* _Shape boundary entries_:

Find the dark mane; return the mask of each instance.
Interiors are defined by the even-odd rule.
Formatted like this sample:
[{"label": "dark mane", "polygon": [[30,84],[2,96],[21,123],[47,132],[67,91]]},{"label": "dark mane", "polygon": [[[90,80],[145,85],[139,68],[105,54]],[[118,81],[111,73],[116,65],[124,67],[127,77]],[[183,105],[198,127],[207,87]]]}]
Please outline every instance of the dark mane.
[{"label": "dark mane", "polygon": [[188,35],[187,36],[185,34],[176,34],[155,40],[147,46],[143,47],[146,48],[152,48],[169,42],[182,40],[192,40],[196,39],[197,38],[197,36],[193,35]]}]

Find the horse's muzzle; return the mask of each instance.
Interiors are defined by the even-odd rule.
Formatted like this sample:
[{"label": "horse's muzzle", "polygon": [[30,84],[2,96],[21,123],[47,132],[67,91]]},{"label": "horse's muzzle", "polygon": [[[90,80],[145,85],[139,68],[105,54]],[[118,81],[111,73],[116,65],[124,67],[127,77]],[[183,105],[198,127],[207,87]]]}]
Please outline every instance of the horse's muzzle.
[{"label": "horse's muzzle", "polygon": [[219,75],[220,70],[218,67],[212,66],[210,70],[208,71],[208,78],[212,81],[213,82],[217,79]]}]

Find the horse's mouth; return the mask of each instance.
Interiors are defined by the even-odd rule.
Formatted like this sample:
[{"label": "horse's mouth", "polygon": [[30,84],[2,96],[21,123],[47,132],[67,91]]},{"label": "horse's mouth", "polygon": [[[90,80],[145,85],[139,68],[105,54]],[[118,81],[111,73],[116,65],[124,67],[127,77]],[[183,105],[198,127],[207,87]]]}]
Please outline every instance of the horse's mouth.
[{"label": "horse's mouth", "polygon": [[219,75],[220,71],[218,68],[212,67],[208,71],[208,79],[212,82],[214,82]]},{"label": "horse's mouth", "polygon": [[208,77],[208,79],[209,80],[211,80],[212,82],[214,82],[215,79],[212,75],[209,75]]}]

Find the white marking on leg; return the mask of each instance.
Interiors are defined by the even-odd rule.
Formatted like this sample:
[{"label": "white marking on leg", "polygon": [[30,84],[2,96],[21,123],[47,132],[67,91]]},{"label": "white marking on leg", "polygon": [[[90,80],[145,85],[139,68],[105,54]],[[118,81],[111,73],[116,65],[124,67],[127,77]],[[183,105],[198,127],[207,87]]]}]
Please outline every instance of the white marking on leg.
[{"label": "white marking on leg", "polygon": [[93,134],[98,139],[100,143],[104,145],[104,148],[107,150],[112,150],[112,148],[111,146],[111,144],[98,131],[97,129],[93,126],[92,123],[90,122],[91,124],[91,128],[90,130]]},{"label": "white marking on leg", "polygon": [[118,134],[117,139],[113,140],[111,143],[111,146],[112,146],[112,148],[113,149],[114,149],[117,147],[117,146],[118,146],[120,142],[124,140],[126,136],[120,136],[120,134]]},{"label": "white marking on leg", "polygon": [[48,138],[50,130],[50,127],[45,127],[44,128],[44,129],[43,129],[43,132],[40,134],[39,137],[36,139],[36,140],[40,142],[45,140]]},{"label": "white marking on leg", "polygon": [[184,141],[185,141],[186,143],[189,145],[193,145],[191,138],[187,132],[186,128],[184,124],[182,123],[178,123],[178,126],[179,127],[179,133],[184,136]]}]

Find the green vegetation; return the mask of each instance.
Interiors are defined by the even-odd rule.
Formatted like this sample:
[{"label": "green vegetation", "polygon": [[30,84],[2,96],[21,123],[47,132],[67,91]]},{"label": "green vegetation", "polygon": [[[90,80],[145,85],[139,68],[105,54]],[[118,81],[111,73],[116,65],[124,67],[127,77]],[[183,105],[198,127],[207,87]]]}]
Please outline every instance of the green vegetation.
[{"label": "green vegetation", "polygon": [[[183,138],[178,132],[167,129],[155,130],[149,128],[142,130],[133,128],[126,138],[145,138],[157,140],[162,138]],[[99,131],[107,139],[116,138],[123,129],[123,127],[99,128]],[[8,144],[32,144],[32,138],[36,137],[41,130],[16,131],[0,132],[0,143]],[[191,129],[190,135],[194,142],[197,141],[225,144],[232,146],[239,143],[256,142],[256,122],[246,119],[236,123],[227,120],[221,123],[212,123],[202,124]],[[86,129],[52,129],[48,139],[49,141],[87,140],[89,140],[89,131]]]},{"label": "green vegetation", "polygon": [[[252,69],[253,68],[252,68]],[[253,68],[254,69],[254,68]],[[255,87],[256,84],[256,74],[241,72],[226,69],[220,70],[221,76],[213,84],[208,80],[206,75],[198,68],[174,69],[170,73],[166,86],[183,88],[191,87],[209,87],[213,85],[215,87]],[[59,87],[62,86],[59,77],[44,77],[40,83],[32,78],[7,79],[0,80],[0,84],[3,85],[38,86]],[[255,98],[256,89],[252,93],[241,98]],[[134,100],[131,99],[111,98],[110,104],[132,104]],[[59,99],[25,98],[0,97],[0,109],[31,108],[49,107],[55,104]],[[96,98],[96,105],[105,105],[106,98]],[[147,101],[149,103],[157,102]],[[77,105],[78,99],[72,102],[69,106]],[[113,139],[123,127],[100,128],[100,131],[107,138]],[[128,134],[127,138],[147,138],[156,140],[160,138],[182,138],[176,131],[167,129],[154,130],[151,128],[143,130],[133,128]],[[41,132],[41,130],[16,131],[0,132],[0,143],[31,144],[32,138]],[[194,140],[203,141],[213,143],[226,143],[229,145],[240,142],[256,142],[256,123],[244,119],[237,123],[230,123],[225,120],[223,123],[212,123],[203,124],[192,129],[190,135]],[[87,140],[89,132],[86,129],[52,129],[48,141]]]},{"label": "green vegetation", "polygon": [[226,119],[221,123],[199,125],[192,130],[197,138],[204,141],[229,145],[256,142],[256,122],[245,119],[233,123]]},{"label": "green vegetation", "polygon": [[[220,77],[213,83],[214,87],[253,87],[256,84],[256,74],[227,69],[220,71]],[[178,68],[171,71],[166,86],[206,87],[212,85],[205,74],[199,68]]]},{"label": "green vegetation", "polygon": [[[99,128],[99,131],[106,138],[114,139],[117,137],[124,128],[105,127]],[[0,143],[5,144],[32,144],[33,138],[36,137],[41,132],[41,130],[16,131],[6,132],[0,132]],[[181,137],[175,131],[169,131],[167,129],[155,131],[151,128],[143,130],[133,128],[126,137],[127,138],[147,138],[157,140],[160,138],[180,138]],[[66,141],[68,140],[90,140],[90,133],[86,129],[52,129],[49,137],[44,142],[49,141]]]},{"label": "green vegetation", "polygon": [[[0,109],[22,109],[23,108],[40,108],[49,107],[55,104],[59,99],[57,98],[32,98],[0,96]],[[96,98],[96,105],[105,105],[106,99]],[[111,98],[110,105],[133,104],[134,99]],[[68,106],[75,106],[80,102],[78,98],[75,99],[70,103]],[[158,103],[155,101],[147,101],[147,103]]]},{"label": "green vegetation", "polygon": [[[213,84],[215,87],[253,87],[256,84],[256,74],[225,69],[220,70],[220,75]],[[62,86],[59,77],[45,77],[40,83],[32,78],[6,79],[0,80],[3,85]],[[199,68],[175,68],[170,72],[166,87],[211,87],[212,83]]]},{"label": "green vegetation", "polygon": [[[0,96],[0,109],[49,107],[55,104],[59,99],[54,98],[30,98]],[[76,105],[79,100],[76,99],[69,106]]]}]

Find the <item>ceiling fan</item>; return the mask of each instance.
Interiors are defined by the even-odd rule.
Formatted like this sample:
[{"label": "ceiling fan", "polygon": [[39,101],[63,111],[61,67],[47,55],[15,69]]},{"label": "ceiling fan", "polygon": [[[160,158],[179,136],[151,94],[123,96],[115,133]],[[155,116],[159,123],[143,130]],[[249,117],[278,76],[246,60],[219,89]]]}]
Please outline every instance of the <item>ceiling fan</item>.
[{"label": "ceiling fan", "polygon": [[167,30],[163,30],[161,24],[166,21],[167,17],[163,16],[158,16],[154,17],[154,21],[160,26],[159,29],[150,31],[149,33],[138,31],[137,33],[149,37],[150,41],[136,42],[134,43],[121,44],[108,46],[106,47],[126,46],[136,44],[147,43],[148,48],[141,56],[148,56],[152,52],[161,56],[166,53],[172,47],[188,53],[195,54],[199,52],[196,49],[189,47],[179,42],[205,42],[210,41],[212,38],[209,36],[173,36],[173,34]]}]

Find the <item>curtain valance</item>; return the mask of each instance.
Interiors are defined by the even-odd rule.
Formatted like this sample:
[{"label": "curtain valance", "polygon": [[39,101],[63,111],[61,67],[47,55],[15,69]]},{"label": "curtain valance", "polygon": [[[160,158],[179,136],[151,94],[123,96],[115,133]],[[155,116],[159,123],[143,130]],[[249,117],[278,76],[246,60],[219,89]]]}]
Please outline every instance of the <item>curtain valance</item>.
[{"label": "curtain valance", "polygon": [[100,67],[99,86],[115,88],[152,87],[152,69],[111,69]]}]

* _Work to complete_: From the data, reproduce the part that opens with the line containing "Find the green" and closes with the line containing "Please outline every instance of the green", swapping "green vegetation" for "green shrubs" and leaving all else unchanged.

* _Complete answer_:
Find the green shrubs; return the mask of each instance.
Interiors are defined by the even-odd rule.
Formatted like this sample:
[{"label": "green shrubs", "polygon": [[30,84],[2,96],[21,123],[47,132],[67,91]]},{"label": "green shrubs", "polygon": [[[90,80],[145,85],[139,68],[105,54]],[[118,81],[111,73],[116,65],[124,67],[127,77]],[[183,105],[198,127],[207,87]]]}]
Please outline every instance of the green shrubs.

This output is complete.